Manchester history

Manchester’s pioneering history accounts for its unique character – this is the place where the industrial revolution really took hold. The canals that course through the city are a reminder of its history of textiles and trade.

In the 19th century Manchester grew dramatically on the wealth created by cotton. The city’s amazing Victorian civic buildings, mills and factories shout ‘This is Manchester. We’ve arrived’.

Alongside innovation in industry has been an intellectual vigour. From the Manchester School to the radical politics of the suffragettes, Manchester has been the birthplace of new ideas.

Friedrich Engels wrote his The Condition of the Working Class in England in 1844 while living in Manchester. Fittingly, archaeologists discovered the remains of a club frequented by Engels when laying the foundations for the University’s national institute for graphene – the wonder material that won our researchers Andre Geim and Kostya Novoselov a Nobel Prize.

** Data lines **
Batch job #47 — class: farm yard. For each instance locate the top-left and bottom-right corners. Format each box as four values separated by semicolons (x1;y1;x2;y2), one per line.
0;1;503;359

** Requirement 1 **
From the Manchester history passage, return everything from "In the 19th" down to "Manchester. We’ve arrived’." word for word.
** Requirement 2 **
Answer these from the Manchester history passage:
(a) On the wealth from what did Manchester grow in the 19th century?
(b) Which book did Friedrich Engels write while living in Manchester, and in what year?
(c) Which two researchers won a Nobel Prize for graphene?

** Final result 1 **
In the 19th century Manchester grew dramatically on the wealth created by cotton. The city’s amazing Victorian civic buildings, mills and factories shout ‘This is Manchester. We’ve arrived’.

** Final result 2 **
(a) Cotton.
(b) The Condition of the Working Class in England, in 1844.
(c) Andre Geim and Kostya Novoselov.